Task brief
Every line in the entries where "wall" is found should be copied.

#####

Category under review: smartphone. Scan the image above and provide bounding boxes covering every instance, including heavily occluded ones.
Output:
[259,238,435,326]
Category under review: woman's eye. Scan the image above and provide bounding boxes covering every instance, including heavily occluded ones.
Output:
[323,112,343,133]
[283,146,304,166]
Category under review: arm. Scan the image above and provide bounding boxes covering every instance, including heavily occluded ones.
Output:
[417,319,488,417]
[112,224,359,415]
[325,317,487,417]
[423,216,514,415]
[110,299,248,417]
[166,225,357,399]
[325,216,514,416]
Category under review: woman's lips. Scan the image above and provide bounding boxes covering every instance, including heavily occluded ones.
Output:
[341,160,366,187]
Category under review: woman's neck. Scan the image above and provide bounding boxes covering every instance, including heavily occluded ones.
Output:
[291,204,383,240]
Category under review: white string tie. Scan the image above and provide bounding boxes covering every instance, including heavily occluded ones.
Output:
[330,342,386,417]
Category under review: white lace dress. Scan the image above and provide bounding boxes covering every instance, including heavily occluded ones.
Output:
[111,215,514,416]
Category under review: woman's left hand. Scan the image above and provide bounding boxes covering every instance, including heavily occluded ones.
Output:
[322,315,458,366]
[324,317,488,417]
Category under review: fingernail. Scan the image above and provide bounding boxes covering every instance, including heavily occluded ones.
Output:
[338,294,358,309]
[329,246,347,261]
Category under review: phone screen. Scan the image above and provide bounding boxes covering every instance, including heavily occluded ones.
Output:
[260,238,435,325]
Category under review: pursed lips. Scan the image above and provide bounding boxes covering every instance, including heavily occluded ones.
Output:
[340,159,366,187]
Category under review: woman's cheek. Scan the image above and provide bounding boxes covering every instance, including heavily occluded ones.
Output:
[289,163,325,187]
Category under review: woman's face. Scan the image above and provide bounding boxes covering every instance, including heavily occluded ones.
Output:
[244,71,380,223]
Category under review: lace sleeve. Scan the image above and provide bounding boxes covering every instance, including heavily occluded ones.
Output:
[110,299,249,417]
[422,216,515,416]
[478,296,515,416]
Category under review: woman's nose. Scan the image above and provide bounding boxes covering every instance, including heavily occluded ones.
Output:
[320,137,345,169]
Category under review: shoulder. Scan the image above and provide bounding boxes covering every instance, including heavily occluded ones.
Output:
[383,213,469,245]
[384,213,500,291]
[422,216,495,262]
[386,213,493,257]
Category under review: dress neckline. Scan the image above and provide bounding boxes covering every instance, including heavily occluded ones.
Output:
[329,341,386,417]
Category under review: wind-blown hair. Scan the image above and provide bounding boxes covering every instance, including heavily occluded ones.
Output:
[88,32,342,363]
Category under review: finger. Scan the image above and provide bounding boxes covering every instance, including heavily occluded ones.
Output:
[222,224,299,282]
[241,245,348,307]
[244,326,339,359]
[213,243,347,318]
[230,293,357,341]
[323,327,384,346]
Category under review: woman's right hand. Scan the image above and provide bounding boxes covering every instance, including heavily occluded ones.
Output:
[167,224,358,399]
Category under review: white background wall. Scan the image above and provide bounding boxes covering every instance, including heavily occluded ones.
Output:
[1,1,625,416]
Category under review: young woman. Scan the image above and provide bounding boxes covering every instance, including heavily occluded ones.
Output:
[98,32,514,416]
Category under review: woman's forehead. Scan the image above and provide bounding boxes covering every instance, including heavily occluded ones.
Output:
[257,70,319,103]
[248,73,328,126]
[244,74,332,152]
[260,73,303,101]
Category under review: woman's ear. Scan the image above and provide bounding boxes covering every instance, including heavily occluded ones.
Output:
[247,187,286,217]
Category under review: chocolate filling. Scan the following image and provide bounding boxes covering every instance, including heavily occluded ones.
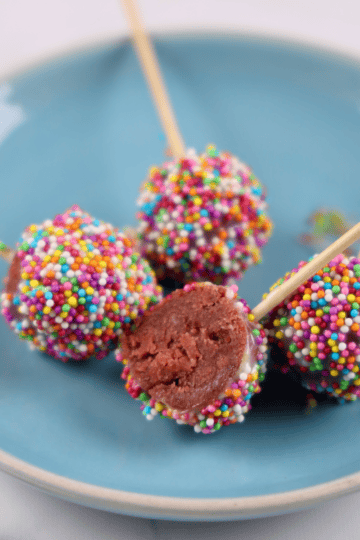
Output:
[5,254,21,295]
[123,285,247,413]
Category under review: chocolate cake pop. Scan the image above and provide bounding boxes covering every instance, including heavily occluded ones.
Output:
[1,205,162,361]
[116,282,268,433]
[137,145,272,285]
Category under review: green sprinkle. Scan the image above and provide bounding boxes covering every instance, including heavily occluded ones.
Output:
[139,392,149,402]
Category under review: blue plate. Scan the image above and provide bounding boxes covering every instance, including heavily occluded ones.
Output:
[1,34,360,521]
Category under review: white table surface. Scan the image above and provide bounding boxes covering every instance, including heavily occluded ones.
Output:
[2,0,360,537]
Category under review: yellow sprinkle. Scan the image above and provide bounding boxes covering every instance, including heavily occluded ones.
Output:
[43,306,51,314]
[303,294,311,300]
[99,261,106,268]
[21,286,30,293]
[275,331,284,340]
[94,329,102,336]
[193,197,202,206]
[64,290,72,298]
[315,309,323,317]
[60,312,67,318]
[353,366,359,372]
[338,358,345,364]
[311,326,320,334]
[155,403,164,412]
[86,287,94,295]
[348,294,356,303]
[108,321,115,329]
[29,225,37,232]
[222,410,230,417]
[328,339,335,346]
[68,296,78,307]
[55,229,64,236]
[214,409,222,416]
[21,273,29,280]
[248,314,255,321]
[354,378,360,385]
[204,223,212,231]
[330,369,338,377]
[309,351,316,358]
[30,280,39,288]
[338,311,346,319]
[310,342,317,349]
[273,319,280,327]
[111,303,118,311]
[334,388,342,394]
[83,258,90,265]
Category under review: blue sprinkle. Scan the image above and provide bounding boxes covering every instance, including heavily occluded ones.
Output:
[93,220,100,227]
[318,298,326,306]
[227,241,235,249]
[200,209,208,217]
[331,353,339,360]
[311,301,318,309]
[13,296,20,305]
[184,224,193,231]
[324,283,332,289]
[354,282,360,289]
[86,295,93,303]
[144,406,152,414]
[108,235,116,243]
[331,333,338,340]
[252,187,262,196]
[313,275,321,282]
[220,404,228,411]
[116,294,123,301]
[45,292,53,300]
[351,309,358,317]
[61,264,69,273]
[124,317,131,323]
[342,369,349,375]
[89,305,97,313]
[166,248,174,255]
[94,321,101,328]
[78,289,86,297]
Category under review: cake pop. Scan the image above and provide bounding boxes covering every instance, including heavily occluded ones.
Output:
[137,145,272,285]
[0,205,162,361]
[265,253,360,401]
[116,282,268,433]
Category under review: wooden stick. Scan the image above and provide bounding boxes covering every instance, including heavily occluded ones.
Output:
[252,221,360,321]
[0,242,14,264]
[121,0,186,159]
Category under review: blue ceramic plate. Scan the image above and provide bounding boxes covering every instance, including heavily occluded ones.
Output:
[1,34,360,521]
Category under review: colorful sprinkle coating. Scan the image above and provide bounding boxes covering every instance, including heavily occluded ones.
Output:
[116,282,268,434]
[0,205,163,361]
[136,145,272,285]
[264,253,360,401]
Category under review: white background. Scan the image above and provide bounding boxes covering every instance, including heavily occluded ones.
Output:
[2,0,360,537]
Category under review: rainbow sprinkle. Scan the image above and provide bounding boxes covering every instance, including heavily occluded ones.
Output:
[116,282,268,434]
[136,145,272,285]
[0,205,162,361]
[265,253,360,401]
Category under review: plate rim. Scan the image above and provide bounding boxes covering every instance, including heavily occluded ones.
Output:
[2,30,360,520]
[1,446,360,520]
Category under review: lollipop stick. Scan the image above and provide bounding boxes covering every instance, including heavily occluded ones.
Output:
[121,0,186,159]
[0,242,14,263]
[252,221,360,321]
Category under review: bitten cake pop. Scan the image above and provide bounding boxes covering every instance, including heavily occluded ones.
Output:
[136,145,272,285]
[265,253,360,401]
[0,205,162,362]
[116,282,268,433]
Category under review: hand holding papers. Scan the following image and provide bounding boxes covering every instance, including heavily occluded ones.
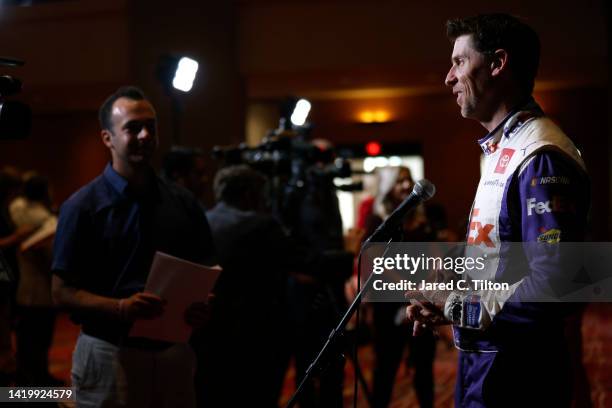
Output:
[129,251,222,343]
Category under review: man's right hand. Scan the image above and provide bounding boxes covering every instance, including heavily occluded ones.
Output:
[405,290,450,336]
[120,292,166,322]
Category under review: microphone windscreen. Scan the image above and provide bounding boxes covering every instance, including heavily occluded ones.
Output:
[413,179,436,201]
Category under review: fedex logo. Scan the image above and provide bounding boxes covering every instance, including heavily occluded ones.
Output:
[526,198,550,215]
[526,196,573,216]
[467,208,495,247]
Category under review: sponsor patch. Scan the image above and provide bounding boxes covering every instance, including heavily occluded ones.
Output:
[530,176,571,187]
[526,197,551,215]
[483,179,505,188]
[537,229,562,243]
[494,148,515,174]
[464,296,481,328]
[467,209,495,247]
[526,196,574,216]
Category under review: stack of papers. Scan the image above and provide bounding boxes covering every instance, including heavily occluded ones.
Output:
[129,252,222,343]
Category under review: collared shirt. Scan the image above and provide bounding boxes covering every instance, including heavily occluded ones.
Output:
[52,163,216,338]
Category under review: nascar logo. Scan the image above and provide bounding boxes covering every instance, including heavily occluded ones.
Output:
[530,176,571,187]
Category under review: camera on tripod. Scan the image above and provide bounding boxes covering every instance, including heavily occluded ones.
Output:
[212,123,351,182]
[212,115,359,238]
[0,57,31,140]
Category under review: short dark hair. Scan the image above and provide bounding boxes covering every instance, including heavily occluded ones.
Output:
[213,165,266,207]
[23,172,49,203]
[446,14,540,94]
[98,86,147,131]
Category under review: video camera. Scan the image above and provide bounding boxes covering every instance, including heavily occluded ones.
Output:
[212,120,351,186]
[0,57,31,140]
[212,118,359,235]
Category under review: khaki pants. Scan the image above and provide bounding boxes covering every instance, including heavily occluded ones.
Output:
[72,333,196,408]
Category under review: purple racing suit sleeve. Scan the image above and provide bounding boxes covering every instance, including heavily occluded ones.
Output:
[495,150,589,323]
[517,151,587,242]
[445,151,589,330]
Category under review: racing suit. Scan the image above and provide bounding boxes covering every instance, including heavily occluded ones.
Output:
[445,99,590,407]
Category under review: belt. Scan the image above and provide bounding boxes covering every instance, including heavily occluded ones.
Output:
[82,324,174,351]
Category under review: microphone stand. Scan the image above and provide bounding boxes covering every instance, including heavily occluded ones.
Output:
[285,229,398,408]
[285,179,434,407]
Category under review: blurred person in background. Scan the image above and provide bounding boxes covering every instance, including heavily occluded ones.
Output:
[361,166,436,408]
[0,168,35,304]
[161,146,209,204]
[0,167,33,385]
[9,171,61,386]
[0,268,12,386]
[196,165,298,407]
[285,139,353,408]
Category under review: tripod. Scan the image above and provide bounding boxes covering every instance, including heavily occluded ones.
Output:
[285,236,395,408]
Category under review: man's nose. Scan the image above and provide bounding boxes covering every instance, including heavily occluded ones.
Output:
[445,66,457,87]
[138,126,154,141]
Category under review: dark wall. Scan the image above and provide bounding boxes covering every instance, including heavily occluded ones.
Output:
[127,1,244,164]
[0,1,245,207]
[126,0,244,205]
[0,112,107,205]
[544,88,610,240]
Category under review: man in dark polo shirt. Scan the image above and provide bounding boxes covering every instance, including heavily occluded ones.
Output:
[52,86,216,408]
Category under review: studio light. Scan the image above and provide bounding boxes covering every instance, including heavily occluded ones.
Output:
[155,54,200,144]
[172,57,199,92]
[290,98,311,126]
[156,55,199,93]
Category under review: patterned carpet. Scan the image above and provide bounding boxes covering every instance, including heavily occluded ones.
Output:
[48,304,612,407]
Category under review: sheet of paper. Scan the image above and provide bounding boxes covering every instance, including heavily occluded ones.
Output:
[129,251,221,343]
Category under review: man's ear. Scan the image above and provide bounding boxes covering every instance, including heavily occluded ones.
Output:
[490,49,509,78]
[101,129,113,149]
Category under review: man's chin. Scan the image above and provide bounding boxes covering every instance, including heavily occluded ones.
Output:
[128,154,152,164]
[460,107,475,119]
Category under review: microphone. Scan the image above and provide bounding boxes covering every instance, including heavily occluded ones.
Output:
[366,179,436,243]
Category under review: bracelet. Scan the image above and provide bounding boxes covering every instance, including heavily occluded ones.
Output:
[444,292,464,326]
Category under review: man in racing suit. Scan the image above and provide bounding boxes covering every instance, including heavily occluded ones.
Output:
[406,14,590,407]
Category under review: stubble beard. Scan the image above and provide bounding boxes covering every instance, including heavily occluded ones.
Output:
[460,94,478,119]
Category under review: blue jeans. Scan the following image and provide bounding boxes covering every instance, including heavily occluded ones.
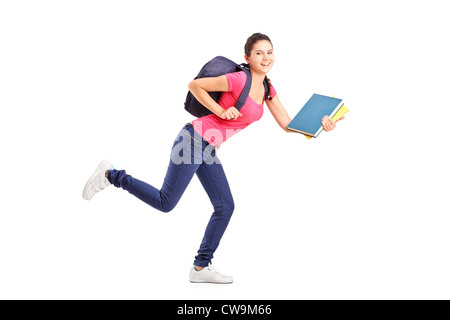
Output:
[107,123,234,267]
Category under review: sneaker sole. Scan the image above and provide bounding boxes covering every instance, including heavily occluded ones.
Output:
[189,279,233,284]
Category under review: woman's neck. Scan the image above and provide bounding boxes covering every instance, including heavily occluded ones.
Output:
[249,69,266,85]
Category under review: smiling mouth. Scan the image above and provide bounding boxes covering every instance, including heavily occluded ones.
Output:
[261,63,270,67]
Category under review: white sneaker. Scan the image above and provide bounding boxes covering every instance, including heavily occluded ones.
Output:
[189,264,233,284]
[82,160,113,200]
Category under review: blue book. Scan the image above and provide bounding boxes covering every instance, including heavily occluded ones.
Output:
[287,93,344,137]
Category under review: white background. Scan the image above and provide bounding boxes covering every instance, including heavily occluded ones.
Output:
[1,0,449,299]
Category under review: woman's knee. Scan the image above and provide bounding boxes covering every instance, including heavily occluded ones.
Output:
[160,199,178,213]
[221,197,235,218]
[156,186,186,213]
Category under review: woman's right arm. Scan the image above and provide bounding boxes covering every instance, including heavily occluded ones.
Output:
[188,76,243,120]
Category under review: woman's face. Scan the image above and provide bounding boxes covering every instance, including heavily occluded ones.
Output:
[245,40,274,75]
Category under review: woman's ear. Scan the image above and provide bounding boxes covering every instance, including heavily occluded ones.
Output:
[244,54,249,63]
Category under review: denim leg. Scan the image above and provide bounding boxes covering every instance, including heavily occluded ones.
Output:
[193,159,234,267]
[107,162,198,213]
[107,127,204,213]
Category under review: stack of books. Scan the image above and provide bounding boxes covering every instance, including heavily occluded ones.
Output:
[287,94,349,139]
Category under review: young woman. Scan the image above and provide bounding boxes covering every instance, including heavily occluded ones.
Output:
[82,33,344,284]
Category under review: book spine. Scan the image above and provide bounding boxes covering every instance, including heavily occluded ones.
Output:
[286,126,314,136]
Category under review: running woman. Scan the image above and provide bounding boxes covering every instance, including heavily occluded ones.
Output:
[82,33,345,284]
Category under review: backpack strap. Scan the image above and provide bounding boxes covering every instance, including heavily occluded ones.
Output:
[237,63,271,106]
[235,64,252,111]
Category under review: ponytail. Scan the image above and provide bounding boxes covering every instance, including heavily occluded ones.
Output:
[264,75,273,100]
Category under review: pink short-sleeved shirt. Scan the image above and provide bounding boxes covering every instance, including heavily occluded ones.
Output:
[191,71,277,147]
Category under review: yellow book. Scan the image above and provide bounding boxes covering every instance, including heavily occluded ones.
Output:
[304,104,349,139]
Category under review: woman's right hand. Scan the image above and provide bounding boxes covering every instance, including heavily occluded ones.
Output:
[219,107,243,120]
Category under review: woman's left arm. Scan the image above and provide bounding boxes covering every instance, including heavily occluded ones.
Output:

#####

Solution to the problem
Category under review: white background wall. Scan the image above and provide bounding boxes covering every instance, including heavily occluded ones.
Category under review: dark wall. Scan the image above and provide bounding boxes covering every instance, including heavily occluded ones.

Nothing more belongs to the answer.